• Excerpt from a dataset:
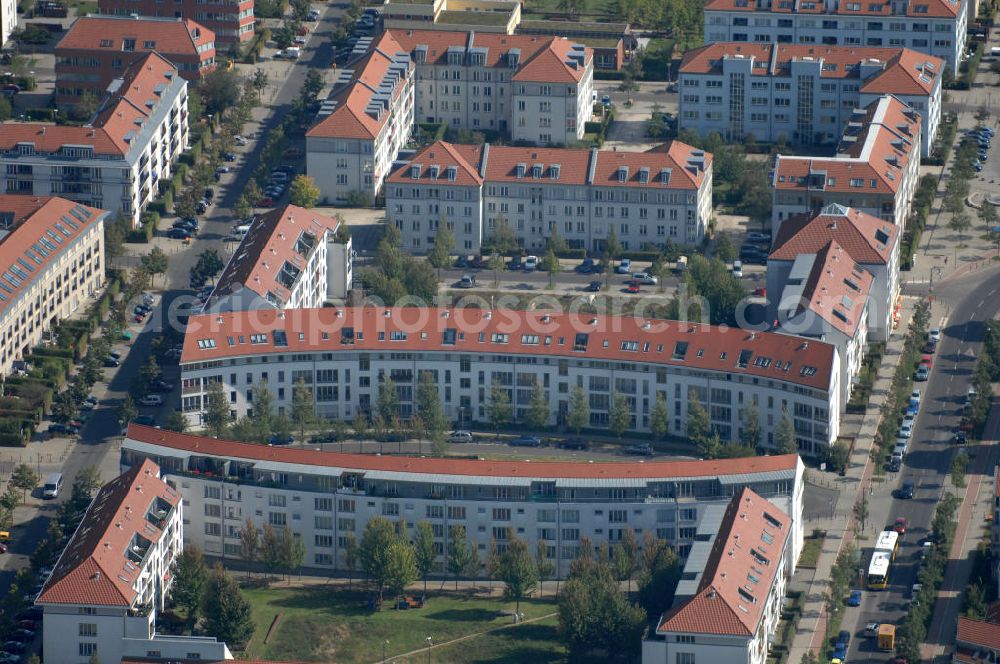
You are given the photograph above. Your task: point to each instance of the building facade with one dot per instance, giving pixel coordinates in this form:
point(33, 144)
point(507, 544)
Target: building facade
point(794, 93)
point(324, 496)
point(98, 49)
point(115, 162)
point(646, 197)
point(289, 259)
point(114, 575)
point(876, 169)
point(346, 354)
point(734, 611)
point(934, 27)
point(230, 21)
point(871, 242)
point(52, 254)
point(362, 125)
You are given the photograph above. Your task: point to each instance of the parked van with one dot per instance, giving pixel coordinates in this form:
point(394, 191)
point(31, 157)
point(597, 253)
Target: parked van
point(53, 485)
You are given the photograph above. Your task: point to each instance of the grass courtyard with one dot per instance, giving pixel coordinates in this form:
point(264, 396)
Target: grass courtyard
point(333, 624)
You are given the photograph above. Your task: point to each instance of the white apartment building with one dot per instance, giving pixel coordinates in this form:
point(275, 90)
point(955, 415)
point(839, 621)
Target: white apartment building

• WHAT YOU ARE ASKED TO DO: Word for word, quote the full listing, omitting every picture.

• COMPLETED TASK:
You are given the photograph above. Your task: point to each instance of the building facade with one dot per instance, giving pixel coordinates in this form:
point(33, 144)
point(507, 544)
Target: building facade
point(794, 93)
point(324, 496)
point(98, 49)
point(115, 162)
point(646, 197)
point(289, 259)
point(114, 575)
point(876, 169)
point(346, 354)
point(734, 611)
point(934, 27)
point(230, 21)
point(871, 242)
point(52, 254)
point(362, 125)
You are given the photograph above. Your task: point to each instance of the parked van with one dot per instance, giving pixel coordinates in this form:
point(394, 191)
point(31, 157)
point(597, 253)
Target: parked van
point(53, 485)
You are given the photograph above. Your task: point to each instance of the grass courtyard with one dot per instance, giving pixel coordinates in this form:
point(264, 396)
Target: grass courtyard
point(333, 624)
You are given the photograph above. Your task: point to each instance of the white apartment building with one dot per instance, giving pixel coordinates in this form:
point(275, 90)
point(955, 415)
point(839, 621)
Target: white apartment building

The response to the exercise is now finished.